**YOUR TASK**
Reproduce word for word, from the entries below, the line with "positive clicks: (313, 257)", the line with "box: [105, 190, 229, 226]", and every line between them, and nothing more.

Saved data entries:
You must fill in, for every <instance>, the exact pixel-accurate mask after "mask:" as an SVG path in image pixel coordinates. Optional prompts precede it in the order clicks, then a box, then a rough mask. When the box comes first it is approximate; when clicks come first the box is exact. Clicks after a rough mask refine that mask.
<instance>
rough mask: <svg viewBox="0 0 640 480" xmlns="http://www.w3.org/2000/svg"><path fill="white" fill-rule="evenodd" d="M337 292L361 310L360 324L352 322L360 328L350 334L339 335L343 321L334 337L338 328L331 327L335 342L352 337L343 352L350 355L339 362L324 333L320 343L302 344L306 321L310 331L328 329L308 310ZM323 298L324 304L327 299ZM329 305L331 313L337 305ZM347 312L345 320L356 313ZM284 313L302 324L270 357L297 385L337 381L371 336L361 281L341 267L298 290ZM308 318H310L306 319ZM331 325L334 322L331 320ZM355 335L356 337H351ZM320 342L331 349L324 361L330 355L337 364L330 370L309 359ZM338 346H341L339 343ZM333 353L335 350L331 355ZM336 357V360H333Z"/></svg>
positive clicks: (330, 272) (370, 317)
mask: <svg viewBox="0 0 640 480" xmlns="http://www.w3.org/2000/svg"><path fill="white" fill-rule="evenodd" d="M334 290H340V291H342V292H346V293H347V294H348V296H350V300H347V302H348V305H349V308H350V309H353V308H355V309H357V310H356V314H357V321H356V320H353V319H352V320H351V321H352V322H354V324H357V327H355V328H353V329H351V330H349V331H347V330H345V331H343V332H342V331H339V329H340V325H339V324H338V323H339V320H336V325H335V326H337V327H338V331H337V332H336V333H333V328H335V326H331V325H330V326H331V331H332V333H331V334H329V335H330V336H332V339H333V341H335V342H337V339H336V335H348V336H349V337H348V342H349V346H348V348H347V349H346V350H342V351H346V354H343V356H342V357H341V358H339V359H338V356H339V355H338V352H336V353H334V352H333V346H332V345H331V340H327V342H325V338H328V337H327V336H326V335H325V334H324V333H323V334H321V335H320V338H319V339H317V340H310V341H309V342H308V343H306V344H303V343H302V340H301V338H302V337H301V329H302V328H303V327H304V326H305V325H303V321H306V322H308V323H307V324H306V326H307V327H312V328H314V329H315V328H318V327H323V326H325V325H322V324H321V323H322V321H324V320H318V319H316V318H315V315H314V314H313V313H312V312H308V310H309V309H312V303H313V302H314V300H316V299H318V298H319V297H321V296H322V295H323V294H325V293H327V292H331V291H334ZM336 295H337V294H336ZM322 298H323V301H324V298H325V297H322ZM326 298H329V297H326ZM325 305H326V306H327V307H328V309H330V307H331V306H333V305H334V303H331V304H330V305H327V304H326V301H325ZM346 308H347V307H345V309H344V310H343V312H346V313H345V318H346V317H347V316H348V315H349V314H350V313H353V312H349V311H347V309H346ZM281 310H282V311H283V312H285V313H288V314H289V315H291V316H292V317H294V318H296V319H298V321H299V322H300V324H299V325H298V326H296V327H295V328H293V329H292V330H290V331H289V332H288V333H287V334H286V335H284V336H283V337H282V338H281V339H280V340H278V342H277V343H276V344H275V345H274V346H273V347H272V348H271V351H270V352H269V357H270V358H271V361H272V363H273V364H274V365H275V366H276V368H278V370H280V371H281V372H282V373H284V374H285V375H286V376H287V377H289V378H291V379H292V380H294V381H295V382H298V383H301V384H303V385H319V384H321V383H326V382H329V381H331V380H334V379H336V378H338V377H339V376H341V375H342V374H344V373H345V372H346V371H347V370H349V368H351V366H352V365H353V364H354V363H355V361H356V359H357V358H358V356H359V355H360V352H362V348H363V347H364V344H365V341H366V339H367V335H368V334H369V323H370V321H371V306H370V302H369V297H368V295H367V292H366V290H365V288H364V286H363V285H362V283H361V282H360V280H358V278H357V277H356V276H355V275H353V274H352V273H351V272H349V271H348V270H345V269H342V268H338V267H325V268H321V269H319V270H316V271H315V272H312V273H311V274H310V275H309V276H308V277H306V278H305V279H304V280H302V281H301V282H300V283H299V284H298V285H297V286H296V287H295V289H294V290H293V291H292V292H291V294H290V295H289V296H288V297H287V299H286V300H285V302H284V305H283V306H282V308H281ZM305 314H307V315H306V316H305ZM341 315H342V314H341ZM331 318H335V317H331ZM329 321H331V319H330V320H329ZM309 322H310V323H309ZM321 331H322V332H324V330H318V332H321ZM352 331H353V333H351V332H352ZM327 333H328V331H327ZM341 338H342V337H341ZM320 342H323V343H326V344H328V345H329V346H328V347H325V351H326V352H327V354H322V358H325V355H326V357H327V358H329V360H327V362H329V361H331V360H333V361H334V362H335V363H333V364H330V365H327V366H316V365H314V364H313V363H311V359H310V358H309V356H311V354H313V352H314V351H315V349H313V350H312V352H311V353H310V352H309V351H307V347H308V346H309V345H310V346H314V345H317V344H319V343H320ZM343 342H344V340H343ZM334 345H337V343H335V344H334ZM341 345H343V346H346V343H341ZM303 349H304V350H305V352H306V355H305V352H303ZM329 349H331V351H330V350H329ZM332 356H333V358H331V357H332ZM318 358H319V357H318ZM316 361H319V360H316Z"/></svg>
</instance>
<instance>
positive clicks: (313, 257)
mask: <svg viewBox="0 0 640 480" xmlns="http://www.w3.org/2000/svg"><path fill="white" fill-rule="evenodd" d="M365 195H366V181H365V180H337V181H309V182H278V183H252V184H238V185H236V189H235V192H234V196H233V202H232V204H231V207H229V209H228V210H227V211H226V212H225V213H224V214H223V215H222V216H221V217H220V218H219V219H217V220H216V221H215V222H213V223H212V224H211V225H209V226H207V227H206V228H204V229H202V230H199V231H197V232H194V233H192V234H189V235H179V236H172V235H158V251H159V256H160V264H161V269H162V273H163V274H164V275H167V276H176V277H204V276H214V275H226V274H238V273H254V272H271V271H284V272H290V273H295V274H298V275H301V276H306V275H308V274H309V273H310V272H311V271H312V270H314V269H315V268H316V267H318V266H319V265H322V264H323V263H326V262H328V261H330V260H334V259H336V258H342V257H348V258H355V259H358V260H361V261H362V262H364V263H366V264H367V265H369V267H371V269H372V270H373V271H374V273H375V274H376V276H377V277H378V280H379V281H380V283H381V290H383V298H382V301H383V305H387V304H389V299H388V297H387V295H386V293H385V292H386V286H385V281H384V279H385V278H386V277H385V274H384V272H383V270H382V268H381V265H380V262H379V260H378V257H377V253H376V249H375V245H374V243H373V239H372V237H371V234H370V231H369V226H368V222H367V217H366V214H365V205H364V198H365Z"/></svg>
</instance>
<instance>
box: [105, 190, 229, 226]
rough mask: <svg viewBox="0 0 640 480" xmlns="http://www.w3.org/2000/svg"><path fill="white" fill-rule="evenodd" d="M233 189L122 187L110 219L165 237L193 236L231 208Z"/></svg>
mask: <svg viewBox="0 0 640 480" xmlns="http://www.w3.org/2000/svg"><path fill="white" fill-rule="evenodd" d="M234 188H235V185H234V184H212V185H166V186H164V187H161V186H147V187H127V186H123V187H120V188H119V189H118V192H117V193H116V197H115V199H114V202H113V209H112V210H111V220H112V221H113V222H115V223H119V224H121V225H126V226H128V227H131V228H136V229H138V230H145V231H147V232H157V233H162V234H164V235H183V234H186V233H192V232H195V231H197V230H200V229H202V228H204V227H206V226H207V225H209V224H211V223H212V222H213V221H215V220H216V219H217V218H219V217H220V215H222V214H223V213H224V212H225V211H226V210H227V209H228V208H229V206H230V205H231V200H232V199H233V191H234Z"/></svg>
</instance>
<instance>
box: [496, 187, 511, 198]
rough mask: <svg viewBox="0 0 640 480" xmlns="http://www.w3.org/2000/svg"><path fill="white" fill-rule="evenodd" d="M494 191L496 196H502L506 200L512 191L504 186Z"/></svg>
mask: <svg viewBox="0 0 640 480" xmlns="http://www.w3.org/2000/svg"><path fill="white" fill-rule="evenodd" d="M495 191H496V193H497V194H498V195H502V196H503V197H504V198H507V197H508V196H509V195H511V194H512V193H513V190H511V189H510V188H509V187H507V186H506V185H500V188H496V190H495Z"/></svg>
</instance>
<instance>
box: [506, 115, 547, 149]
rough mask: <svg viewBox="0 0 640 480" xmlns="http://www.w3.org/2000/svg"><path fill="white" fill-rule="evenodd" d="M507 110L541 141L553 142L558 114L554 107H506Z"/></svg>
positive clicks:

**SOLUTION FOR THIS PROBLEM**
positive clicks: (313, 257)
mask: <svg viewBox="0 0 640 480" xmlns="http://www.w3.org/2000/svg"><path fill="white" fill-rule="evenodd" d="M365 195H366V181H365V180H337V181H309V182H278V183H252V184H238V185H236V189H235V192H234V196H233V202H232V204H231V207H229V209H228V210H227V211H226V212H225V213H224V214H223V215H222V216H221V217H220V218H219V219H217V220H216V221H215V222H213V223H212V224H211V225H209V226H207V227H206V228H204V229H202V230H199V231H197V232H194V233H192V234H189V235H179V236H172V235H158V251H159V256H160V264H161V269H162V273H163V274H164V275H167V276H176V277H204V276H214V275H226V274H238V273H254V272H271V271H284V272H290V273H295V274H298V275H301V276H306V275H308V274H309V273H310V272H311V271H312V270H314V269H315V268H316V267H318V266H319V265H322V264H323V263H326V262H328V261H330V260H334V259H336V258H342V257H348V258H355V259H358V260H361V261H362V262H364V263H366V264H367V265H369V267H371V269H372V270H373V271H374V273H375V274H376V276H377V277H378V280H379V281H380V283H381V290H383V298H382V301H383V305H387V304H389V299H388V297H387V295H386V293H385V292H386V286H385V281H384V279H385V278H386V277H385V274H384V272H383V270H382V268H381V265H380V262H379V260H378V257H377V253H376V249H375V245H374V243H373V239H372V237H371V234H370V231H369V226H368V222H367V217H366V214H365V205H364V198H365Z"/></svg>
</instance>
<instance>
box: [105, 190, 229, 226]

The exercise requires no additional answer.